• Task requirements:
Beginning at the line that contains "Identify the dark", write out every line down to the end of the records, with both ends kept and nothing added.

(Dataset entries)
▬▬▬

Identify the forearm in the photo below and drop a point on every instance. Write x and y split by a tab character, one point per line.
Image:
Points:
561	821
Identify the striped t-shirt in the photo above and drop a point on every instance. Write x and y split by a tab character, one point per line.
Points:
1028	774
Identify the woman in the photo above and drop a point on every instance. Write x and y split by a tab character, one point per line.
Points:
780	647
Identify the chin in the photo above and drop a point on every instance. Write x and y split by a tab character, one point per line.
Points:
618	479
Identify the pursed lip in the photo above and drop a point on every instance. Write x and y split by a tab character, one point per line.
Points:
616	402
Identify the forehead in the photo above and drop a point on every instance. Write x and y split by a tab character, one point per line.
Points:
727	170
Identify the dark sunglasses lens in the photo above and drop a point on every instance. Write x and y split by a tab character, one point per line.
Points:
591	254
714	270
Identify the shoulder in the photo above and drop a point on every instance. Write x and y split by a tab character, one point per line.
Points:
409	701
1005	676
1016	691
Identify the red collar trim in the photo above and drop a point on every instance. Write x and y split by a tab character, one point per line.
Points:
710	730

▬▬▬

• Written solution:
Identify the dark sunglasses lens in the photo above and drop a point on every instance. Write x and y split by a tab character, one point per line.
Points:
591	254
714	270
Identify the shoulder in the photo above and drop a point on every instance. Write x and y split by a tab character, one point per line.
Points:
409	701
1005	676
1016	691
Identify the red collar trim in the photo above and drop a point on every instance. Write x and y split by a tab character, one point per line.
Points:
710	730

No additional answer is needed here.